Find each line below that contains the word "porch" and copy it out in full.

Data items
◇ ◇ ◇ ◇ ◇

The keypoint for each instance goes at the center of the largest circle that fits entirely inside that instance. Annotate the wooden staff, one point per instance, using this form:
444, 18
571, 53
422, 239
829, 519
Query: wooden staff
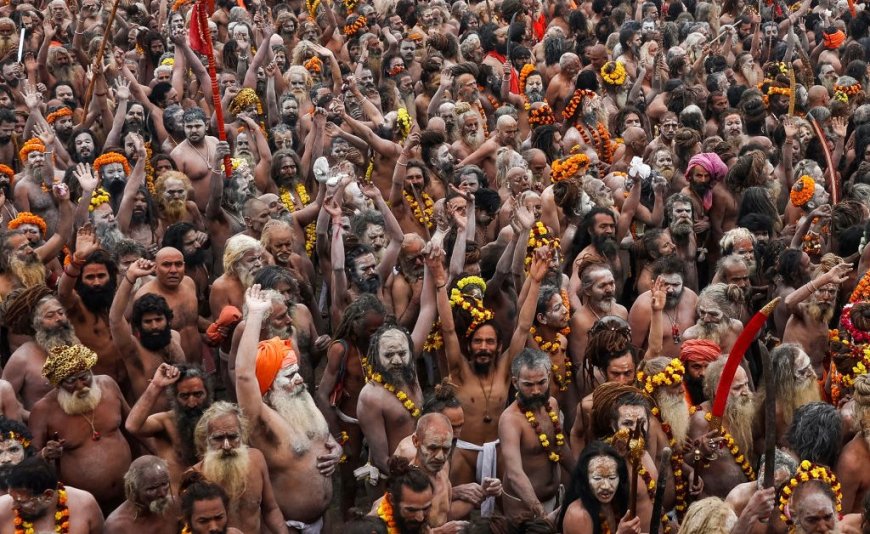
661, 482
98, 60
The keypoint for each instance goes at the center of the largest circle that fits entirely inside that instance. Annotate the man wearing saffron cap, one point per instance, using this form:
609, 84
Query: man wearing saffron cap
286, 424
696, 355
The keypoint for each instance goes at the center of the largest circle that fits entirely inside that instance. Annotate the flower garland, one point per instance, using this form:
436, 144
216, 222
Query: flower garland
809, 471
61, 515
423, 215
403, 121
385, 513
108, 159
403, 397
25, 217
613, 73
567, 168
100, 197
479, 313
671, 375
287, 200
34, 144
734, 449
802, 190
559, 437
351, 29
60, 113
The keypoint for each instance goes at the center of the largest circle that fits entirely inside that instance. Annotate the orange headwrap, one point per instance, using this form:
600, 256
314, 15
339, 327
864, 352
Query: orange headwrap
272, 356
834, 40
700, 350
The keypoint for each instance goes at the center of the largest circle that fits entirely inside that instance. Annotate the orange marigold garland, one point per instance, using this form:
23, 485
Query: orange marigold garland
25, 217
109, 158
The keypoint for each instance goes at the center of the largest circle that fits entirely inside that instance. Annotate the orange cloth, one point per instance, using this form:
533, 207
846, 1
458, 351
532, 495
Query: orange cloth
699, 350
229, 317
272, 356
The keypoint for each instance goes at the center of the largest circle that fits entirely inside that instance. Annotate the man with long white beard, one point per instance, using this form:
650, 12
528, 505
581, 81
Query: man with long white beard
221, 437
720, 468
718, 305
811, 307
79, 422
287, 426
49, 327
794, 384
150, 505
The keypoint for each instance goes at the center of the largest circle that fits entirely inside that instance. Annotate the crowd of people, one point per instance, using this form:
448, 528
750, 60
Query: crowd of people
394, 266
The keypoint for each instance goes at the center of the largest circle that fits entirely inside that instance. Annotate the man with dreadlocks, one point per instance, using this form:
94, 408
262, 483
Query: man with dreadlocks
171, 432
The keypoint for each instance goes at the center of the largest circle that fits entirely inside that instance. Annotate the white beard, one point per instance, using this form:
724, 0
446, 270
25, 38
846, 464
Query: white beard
73, 404
302, 415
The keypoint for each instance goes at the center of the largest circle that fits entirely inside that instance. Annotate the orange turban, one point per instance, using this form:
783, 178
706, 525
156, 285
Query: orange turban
700, 350
272, 356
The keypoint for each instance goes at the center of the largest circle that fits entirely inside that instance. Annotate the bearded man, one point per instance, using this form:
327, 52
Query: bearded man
35, 312
147, 341
222, 441
679, 310
195, 154
150, 505
718, 305
86, 290
696, 355
79, 422
851, 465
721, 471
794, 385
172, 432
811, 308
288, 428
681, 228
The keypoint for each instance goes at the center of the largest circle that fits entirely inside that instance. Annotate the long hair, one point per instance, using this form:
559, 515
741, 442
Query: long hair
579, 487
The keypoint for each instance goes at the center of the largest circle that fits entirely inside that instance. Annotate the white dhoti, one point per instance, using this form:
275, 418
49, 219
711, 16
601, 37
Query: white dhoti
487, 461
306, 528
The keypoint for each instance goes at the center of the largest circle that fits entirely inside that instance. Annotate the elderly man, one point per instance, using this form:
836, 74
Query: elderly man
171, 432
38, 502
150, 505
222, 441
286, 424
79, 421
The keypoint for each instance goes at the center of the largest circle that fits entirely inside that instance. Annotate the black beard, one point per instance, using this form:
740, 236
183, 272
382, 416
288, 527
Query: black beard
695, 387
97, 300
194, 259
155, 341
366, 285
185, 420
606, 245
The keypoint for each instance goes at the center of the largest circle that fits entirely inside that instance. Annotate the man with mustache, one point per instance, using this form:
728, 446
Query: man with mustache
147, 341
287, 425
679, 310
718, 305
172, 431
150, 505
34, 312
720, 469
811, 308
222, 441
532, 440
179, 291
79, 423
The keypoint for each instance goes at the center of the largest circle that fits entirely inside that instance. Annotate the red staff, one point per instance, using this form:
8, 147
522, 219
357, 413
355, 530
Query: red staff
200, 41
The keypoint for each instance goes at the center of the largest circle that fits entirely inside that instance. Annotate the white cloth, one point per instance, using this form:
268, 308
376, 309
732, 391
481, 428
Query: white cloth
487, 460
306, 528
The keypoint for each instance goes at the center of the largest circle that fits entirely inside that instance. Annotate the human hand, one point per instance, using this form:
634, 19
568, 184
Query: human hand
165, 375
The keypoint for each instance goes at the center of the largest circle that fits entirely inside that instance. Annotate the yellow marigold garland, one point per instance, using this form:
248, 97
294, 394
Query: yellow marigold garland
809, 471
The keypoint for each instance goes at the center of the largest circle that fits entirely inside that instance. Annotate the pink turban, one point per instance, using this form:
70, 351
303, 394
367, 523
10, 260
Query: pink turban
712, 163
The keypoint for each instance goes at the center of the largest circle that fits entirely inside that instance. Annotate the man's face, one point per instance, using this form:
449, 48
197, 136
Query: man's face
194, 130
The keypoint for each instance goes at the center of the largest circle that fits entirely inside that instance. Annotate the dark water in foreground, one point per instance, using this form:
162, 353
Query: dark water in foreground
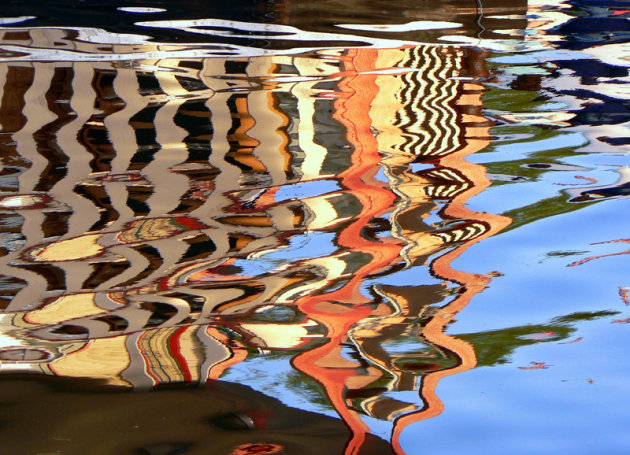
314, 227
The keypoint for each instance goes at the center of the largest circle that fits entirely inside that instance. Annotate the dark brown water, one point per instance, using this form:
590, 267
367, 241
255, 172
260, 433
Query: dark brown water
334, 227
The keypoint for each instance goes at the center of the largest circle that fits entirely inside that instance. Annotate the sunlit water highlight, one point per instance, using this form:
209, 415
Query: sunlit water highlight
302, 229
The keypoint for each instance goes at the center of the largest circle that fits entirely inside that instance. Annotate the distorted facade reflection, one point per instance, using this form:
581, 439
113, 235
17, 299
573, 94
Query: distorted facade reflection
165, 220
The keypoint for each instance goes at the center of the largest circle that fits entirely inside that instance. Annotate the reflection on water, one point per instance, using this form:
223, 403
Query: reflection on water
184, 197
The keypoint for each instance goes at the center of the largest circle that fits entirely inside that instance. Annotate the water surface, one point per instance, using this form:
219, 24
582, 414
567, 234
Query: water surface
334, 227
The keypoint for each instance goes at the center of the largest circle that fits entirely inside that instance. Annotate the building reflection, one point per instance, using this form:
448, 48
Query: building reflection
159, 220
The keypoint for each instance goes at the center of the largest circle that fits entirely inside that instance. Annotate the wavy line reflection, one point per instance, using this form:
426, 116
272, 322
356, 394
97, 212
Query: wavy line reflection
163, 225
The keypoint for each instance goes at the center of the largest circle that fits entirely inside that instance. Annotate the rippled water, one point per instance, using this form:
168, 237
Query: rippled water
314, 227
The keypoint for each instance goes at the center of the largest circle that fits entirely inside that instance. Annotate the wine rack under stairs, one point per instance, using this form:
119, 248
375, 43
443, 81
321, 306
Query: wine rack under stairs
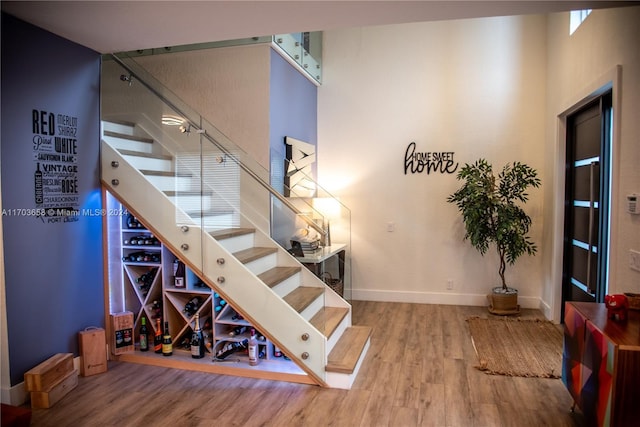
149, 290
274, 292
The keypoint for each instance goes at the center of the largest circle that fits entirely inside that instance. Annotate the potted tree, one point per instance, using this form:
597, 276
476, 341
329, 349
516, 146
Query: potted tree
491, 215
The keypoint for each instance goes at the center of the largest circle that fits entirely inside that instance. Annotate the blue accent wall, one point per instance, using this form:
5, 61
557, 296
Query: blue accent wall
53, 267
293, 112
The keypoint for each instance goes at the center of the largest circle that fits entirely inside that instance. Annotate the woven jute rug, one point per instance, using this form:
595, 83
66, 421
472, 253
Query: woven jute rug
516, 347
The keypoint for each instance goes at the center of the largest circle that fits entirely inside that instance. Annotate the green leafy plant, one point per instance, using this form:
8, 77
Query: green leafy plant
490, 209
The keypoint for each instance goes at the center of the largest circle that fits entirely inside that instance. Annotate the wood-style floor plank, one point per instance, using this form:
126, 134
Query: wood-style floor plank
419, 371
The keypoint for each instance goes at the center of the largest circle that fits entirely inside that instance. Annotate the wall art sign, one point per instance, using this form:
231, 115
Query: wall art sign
298, 168
55, 157
429, 161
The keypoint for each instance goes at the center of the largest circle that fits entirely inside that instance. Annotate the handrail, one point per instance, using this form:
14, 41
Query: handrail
221, 147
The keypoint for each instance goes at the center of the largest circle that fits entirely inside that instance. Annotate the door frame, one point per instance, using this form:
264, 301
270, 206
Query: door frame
610, 80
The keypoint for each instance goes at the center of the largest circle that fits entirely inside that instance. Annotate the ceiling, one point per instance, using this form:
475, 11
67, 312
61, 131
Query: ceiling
116, 26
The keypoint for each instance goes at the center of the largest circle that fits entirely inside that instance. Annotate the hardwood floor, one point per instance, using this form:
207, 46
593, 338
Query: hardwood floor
418, 372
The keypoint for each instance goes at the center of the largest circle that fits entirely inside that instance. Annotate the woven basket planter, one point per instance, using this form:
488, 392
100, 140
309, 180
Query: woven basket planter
503, 303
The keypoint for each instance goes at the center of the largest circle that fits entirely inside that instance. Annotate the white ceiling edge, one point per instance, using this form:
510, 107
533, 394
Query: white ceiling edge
117, 26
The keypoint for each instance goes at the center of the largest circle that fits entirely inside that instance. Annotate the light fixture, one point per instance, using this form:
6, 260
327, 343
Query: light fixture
127, 78
170, 120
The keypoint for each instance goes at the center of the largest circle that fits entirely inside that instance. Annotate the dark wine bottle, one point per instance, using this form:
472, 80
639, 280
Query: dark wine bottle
144, 335
179, 274
192, 306
167, 343
237, 331
254, 358
197, 341
231, 347
157, 340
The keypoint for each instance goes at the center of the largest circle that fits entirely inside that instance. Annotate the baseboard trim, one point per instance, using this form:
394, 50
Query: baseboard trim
436, 298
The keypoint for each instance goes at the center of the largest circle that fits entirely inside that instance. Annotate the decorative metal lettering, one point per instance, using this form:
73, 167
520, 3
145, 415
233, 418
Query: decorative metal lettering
427, 162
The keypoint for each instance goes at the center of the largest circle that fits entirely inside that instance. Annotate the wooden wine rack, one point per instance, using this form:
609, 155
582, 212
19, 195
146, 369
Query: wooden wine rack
132, 297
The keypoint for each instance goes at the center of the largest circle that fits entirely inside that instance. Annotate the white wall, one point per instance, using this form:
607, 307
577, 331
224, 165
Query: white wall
228, 86
578, 66
474, 87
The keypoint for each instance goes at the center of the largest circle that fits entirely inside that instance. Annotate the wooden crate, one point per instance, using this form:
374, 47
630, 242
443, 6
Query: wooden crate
49, 372
122, 333
48, 398
93, 353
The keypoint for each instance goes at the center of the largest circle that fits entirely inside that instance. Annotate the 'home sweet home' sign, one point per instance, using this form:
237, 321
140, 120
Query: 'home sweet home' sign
420, 162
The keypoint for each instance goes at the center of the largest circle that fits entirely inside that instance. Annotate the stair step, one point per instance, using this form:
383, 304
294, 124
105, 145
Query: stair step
125, 136
148, 155
165, 173
227, 233
277, 274
346, 353
247, 255
328, 319
302, 297
119, 126
141, 160
171, 193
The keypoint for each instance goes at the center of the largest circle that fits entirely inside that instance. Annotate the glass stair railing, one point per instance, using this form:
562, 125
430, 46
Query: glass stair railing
212, 205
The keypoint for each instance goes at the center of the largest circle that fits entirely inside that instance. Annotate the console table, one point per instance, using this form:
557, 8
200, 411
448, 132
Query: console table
601, 364
316, 261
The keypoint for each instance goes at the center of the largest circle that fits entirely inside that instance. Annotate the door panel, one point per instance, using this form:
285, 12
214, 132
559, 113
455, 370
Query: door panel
586, 194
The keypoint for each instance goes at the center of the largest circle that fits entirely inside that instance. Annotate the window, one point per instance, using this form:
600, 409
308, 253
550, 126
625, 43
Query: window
576, 18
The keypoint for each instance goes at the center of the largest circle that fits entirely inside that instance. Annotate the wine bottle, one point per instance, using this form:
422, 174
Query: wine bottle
231, 347
192, 306
197, 341
179, 273
144, 335
237, 331
253, 349
157, 341
167, 343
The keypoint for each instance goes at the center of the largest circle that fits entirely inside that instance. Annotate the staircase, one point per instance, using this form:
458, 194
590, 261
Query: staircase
169, 190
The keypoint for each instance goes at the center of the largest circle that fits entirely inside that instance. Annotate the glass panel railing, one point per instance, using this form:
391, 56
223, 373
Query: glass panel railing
305, 49
211, 184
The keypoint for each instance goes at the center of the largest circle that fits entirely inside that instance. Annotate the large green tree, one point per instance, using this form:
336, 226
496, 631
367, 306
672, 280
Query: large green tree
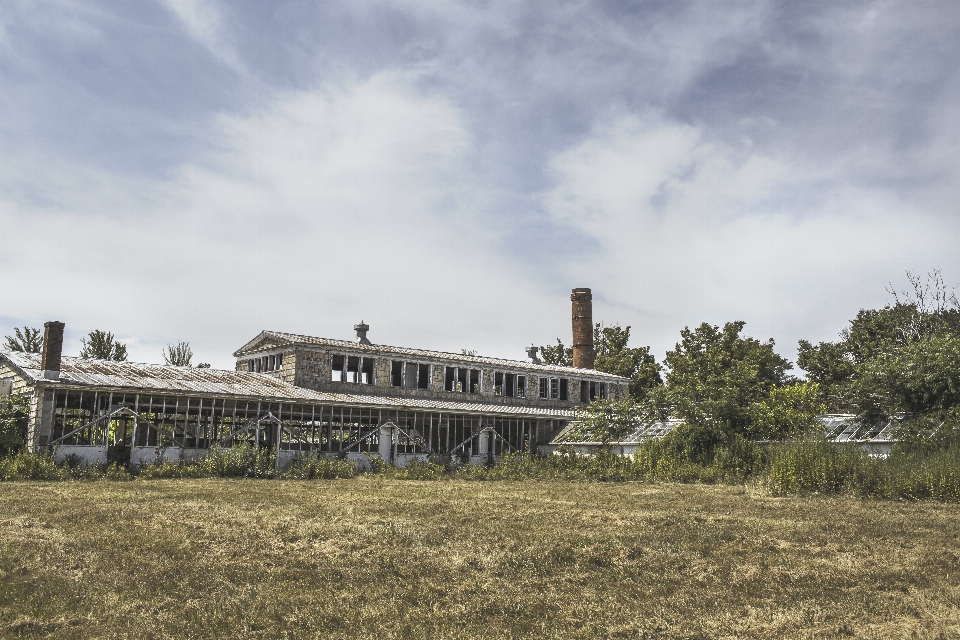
892, 361
101, 345
178, 355
715, 378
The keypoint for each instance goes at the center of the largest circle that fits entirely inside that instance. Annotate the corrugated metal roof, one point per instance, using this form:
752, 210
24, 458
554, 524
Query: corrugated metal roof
294, 339
187, 380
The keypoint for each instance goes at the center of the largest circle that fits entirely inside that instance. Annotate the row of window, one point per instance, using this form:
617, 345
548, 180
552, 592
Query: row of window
265, 363
416, 375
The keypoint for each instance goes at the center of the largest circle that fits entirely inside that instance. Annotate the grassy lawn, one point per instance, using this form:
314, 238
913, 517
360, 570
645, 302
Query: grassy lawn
373, 557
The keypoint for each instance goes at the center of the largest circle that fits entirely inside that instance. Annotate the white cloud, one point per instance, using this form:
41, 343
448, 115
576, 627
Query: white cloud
324, 208
204, 21
691, 231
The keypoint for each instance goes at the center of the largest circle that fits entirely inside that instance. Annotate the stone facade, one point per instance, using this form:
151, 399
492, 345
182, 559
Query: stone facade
310, 366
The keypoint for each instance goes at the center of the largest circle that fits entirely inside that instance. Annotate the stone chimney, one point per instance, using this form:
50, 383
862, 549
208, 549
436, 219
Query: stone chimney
532, 356
52, 349
361, 330
583, 351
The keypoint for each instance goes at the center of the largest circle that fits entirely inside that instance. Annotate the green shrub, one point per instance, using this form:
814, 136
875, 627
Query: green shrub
31, 466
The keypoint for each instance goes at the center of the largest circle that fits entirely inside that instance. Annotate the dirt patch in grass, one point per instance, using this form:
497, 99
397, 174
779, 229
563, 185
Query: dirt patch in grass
389, 558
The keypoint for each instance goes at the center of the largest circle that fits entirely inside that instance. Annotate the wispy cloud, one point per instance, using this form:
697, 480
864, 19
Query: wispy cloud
449, 171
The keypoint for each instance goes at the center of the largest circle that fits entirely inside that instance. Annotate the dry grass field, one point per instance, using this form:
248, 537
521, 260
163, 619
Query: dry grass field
374, 557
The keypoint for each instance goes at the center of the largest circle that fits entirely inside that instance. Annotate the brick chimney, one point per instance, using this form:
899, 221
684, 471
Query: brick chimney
52, 349
583, 352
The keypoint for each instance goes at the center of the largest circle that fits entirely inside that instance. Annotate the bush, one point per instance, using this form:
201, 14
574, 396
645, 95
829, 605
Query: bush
816, 466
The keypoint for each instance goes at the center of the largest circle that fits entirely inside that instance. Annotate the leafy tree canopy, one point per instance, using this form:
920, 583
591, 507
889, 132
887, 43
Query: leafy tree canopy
715, 377
29, 340
558, 355
101, 345
897, 361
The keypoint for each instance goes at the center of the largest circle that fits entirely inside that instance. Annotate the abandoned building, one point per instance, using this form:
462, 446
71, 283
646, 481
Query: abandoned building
305, 395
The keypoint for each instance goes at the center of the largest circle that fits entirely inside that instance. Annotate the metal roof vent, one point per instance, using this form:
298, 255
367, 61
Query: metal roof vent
361, 330
532, 354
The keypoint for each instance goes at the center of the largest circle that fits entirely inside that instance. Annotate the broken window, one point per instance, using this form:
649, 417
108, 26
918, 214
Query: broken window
554, 388
352, 369
505, 384
474, 381
410, 375
366, 370
462, 380
598, 390
423, 376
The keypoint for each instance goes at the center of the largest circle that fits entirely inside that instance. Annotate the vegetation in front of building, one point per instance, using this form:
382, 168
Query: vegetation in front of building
381, 557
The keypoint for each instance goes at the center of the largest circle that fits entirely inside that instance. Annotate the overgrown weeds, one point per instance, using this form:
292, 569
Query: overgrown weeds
806, 467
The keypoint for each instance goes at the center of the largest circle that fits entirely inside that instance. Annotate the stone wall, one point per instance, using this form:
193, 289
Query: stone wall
311, 369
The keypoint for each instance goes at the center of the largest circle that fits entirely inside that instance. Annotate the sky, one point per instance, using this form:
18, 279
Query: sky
197, 170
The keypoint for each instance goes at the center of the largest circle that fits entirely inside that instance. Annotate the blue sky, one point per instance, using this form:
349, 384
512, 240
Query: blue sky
201, 170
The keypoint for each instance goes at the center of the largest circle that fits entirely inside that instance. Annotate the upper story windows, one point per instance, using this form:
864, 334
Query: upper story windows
509, 385
592, 391
353, 369
554, 389
265, 363
409, 375
461, 380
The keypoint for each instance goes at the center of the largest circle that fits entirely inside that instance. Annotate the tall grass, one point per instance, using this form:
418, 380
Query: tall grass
820, 467
808, 467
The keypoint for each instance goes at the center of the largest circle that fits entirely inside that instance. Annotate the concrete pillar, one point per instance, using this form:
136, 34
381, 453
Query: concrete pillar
483, 443
386, 443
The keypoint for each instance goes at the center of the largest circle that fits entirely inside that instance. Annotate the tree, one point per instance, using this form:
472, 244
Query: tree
101, 345
715, 376
178, 355
614, 356
788, 411
880, 346
30, 340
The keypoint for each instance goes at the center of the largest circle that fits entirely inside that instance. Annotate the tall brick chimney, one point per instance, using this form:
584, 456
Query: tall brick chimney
583, 353
52, 349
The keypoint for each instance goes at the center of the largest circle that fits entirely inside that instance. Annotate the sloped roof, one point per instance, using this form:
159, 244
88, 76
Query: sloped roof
292, 339
139, 377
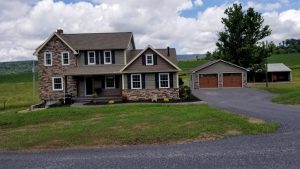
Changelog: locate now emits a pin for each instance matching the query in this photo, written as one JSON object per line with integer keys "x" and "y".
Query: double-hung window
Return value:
{"x": 57, "y": 83}
{"x": 110, "y": 82}
{"x": 149, "y": 59}
{"x": 136, "y": 81}
{"x": 107, "y": 57}
{"x": 91, "y": 58}
{"x": 65, "y": 58}
{"x": 164, "y": 80}
{"x": 48, "y": 59}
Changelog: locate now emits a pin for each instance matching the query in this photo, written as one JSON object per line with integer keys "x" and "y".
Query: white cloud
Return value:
{"x": 198, "y": 2}
{"x": 153, "y": 22}
{"x": 262, "y": 6}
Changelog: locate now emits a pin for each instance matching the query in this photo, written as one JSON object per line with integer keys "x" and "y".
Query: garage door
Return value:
{"x": 208, "y": 80}
{"x": 232, "y": 80}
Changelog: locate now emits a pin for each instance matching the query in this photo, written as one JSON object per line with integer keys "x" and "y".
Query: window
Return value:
{"x": 91, "y": 59}
{"x": 107, "y": 57}
{"x": 48, "y": 59}
{"x": 110, "y": 82}
{"x": 164, "y": 80}
{"x": 65, "y": 58}
{"x": 57, "y": 83}
{"x": 136, "y": 82}
{"x": 149, "y": 59}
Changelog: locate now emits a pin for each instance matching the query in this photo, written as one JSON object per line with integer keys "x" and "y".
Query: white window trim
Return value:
{"x": 62, "y": 57}
{"x": 89, "y": 63}
{"x": 114, "y": 83}
{"x": 147, "y": 64}
{"x": 105, "y": 57}
{"x": 62, "y": 84}
{"x": 168, "y": 80}
{"x": 132, "y": 81}
{"x": 45, "y": 62}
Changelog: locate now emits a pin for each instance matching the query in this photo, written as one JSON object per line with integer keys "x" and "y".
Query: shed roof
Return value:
{"x": 278, "y": 67}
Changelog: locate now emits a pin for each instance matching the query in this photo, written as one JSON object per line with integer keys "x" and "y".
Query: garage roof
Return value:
{"x": 214, "y": 62}
{"x": 278, "y": 67}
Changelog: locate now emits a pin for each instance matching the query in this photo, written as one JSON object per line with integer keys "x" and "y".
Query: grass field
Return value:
{"x": 16, "y": 90}
{"x": 288, "y": 93}
{"x": 121, "y": 125}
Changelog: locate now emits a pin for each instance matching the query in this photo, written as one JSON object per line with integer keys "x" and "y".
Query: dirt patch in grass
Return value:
{"x": 255, "y": 120}
{"x": 233, "y": 132}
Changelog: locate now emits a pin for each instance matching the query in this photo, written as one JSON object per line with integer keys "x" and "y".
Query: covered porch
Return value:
{"x": 93, "y": 83}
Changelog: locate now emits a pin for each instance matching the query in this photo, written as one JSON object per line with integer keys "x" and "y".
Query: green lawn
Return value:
{"x": 121, "y": 124}
{"x": 16, "y": 90}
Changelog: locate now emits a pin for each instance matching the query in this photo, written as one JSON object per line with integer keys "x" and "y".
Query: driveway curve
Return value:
{"x": 278, "y": 150}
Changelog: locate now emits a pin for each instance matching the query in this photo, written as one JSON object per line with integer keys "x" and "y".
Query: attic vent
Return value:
{"x": 60, "y": 31}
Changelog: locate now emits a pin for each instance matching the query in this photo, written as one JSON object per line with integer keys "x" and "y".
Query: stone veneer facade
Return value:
{"x": 56, "y": 46}
{"x": 148, "y": 94}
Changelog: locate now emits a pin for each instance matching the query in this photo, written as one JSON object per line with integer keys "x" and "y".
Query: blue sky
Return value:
{"x": 191, "y": 26}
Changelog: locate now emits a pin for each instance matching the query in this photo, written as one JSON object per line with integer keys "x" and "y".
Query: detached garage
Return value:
{"x": 218, "y": 74}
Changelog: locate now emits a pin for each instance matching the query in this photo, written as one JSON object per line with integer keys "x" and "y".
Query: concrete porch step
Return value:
{"x": 96, "y": 99}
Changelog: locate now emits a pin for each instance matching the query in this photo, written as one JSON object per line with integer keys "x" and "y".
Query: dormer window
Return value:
{"x": 91, "y": 58}
{"x": 65, "y": 58}
{"x": 107, "y": 57}
{"x": 48, "y": 59}
{"x": 149, "y": 59}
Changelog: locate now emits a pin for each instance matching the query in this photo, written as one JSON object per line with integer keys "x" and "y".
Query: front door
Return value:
{"x": 89, "y": 87}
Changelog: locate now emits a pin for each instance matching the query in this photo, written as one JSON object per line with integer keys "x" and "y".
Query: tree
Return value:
{"x": 240, "y": 42}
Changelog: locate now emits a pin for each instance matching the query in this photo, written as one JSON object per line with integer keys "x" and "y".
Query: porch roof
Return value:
{"x": 94, "y": 70}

◇ ◇ ◇ ◇ ◇

▸ **Full answer**:
Query: covered porch
Query: concrete porch step
Query: porch roof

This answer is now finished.